** TO BE DONE **
Reproduce, word for word, the part of the PySpark joins guide between "Key Insights" and "write joins constantly.", inclusive.

** DOCUMENT PASSAGE **
How to Join DataFrames in PySpark

Joining DataFrames is fundamental to any data pipeline. Whether you're enriching transaction records with customer details, combining log data with reference tables, or building feature sets for...

Key Insights

  • PySpark supports seven join types, but most real-world scenarios use just three: inner, left outer, and left anti joins
  • Broadcast joins can speed up operations by 10-100x when one DataFrame is small enough to fit in executor memory (typically under 10MB)
  • Always handle duplicate column names explicitly before joining—debugging ambiguous column references in production is painful and avoidable

Introduction

Joining DataFrames is fundamental to any data pipeline. Whether you’re enriching transaction records with customer details, combining log data with reference tables, or building feature sets for machine learning, you’ll write joins constantly.

** GIVEN MATERIAL **
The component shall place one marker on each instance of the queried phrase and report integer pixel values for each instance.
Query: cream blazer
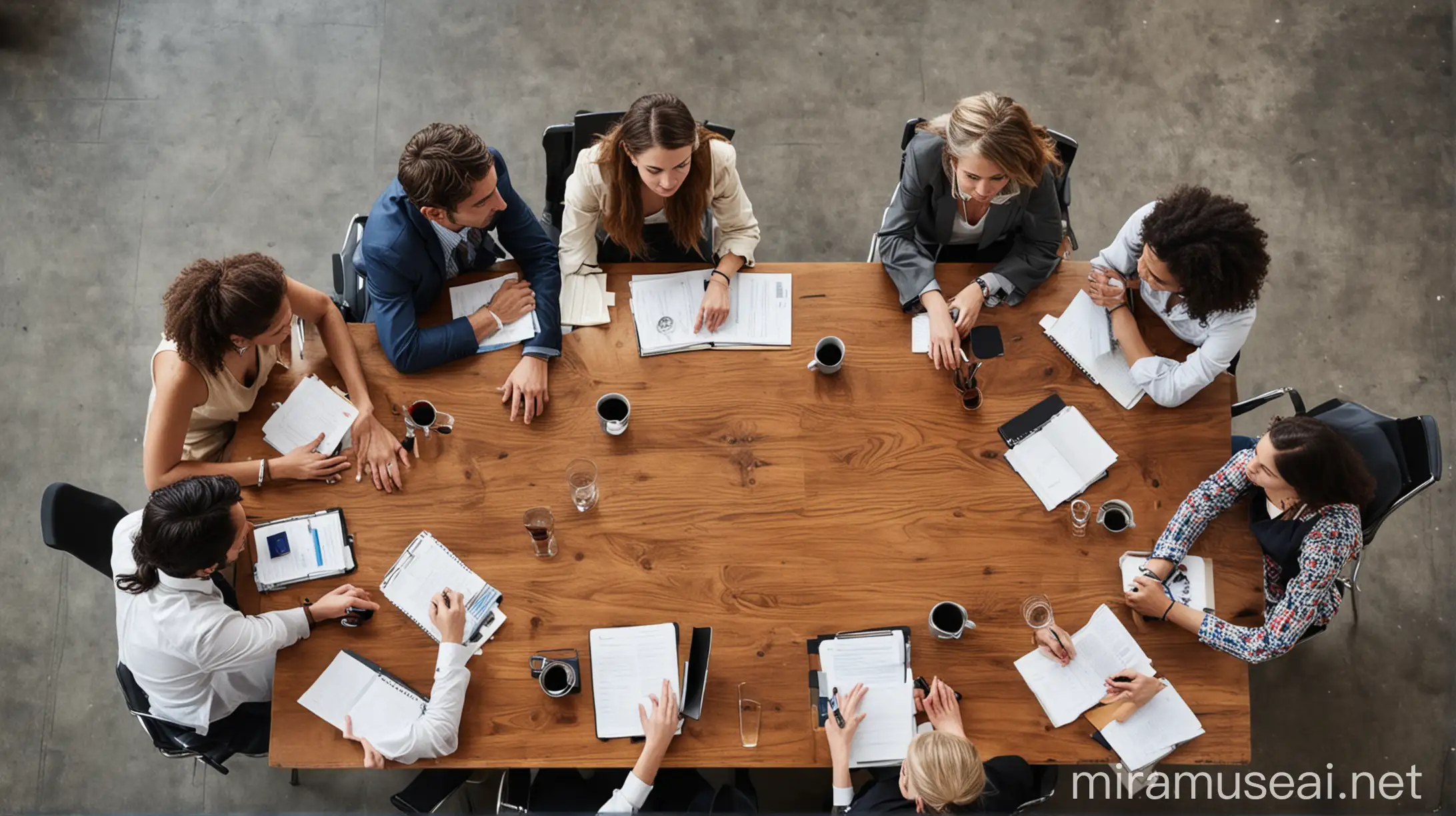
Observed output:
(736, 231)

** RESULT FOR THIS TASK **
Key Insights

  • PySpark supports seven join types, but most real-world scenarios use just three: inner, left outer, and left anti joins
  • Broadcast joins can speed up operations by 10-100x when one DataFrame is small enough to fit in executor memory (typically under 10MB)
  • Always handle duplicate column names explicitly before joining—debugging ambiguous column references in production is painful and avoidable

Introduction

Joining DataFrames is fundamental to any data pipeline. Whether you’re enriching transaction records with customer details, combining log data with reference tables, or building feature sets for machine learning, you’ll write joins constantly.